WHAT YOU ARE ASKED TO DO
Please quote the full article below on Ben Franklin's mortgage on the Daniel Boone farm, word for word.

PASSAGE PROVIDED
════════════════

Ben Franklin’s Mortgage on the Daniel Boone Farm
By J. BENNETT NOLAN
This account of the hitherto unknown episode of a mortgage loan placed by Benjamin Franklin upon the farm in Berks County where Daniel Boone was born and brought up is better understood after a brief consideration of Boone’s boyhood years.
The Pennsylvania Historical Commission, which has acquired the Boone tract as an historical shrine, is now engaged in restoring the homestead of two centuries ago. This project is one of national appeal and interest, since no figure in our early history has so completely captured the popular imagination nor does any command so engrossing a share in the admiring regard of our youth.
It is probable that many who read in the public of the establishment of this Memorial Cabin are surprised at its location. So much is the career of Daniel Boone linked with Kentucky and our southwestern frontier, as it existed before the American Revolution that few realize that the pioneer spent his first sixteen years in the Schuylkill Valley of Pennsylvania.
It was in April of 1750 that the arrangements for departure were finally concluded and the wagons loaded for the long journey over the mountains to Virginia. At the head of the foremost ox-team stood a stalwart stripling taking his last look at the Oley hills silhouetted in the spring sunrise. As he gazed, he may well have speculated as to just how much the development attained in these sixteen years spent in Berks County was to influence his future life.

════════════════

DATASET ROWS

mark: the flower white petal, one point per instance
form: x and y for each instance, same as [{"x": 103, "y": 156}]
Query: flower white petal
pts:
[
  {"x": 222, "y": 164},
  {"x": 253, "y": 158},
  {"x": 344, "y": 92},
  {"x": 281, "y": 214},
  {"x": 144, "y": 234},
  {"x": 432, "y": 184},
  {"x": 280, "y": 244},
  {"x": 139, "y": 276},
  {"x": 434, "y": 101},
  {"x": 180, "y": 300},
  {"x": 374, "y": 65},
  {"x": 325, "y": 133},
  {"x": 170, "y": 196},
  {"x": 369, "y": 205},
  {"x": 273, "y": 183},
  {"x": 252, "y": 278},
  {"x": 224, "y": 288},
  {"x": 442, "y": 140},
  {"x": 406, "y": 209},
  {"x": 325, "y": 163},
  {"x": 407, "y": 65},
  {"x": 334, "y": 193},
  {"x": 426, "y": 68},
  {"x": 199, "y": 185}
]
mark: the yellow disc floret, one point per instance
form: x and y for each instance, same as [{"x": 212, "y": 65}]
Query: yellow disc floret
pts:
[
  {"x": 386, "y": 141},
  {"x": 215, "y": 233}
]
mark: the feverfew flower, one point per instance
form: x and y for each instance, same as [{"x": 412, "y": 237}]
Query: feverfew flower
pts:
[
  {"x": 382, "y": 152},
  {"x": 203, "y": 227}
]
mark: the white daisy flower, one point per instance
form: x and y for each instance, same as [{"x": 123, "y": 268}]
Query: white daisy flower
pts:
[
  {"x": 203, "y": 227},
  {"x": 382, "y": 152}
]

════════════════

PROBLEM SOLUTION
Ben Franklin’s Mortgage on the Daniel Boone Farm
By J. BENNETT NOLAN
This account of the hitherto unknown episode of a mortgage loan placed by Benjamin Franklin upon the farm in Berks County where Daniel Boone was born and brought up is better understood after a brief consideration of Boone’s boyhood years.
The Pennsylvania Historical Commission, which has acquired the Boone tract as an historical shrine, is now engaged in restoring the homestead of two centuries ago. This project is one of national appeal and interest, since no figure in our early history has so completely captured the popular imagination nor does any command so engrossing a share in the admiring regard of our youth.
It is probable that many who read in the public of the establishment of this Memorial Cabin are surprised at its location. So much is the career of Daniel Boone linked with Kentucky and our southwestern frontier, as it existed before the American Revolution that few realize that the pioneer spent his first sixteen years in the Schuylkill Valley of Pennsylvania.
It was in April of 1750 that the arrangements for departure were finally concluded and the wagons loaded for the long journey over the mountains to Virginia. At the head of the foremost ox-team stood a stalwart stripling taking his last look at the Oley hills silhouetted in the spring sunrise. As he gazed, he may well have speculated as to just how much the development attained in these sixteen years spent in Berks County was to influence his future life.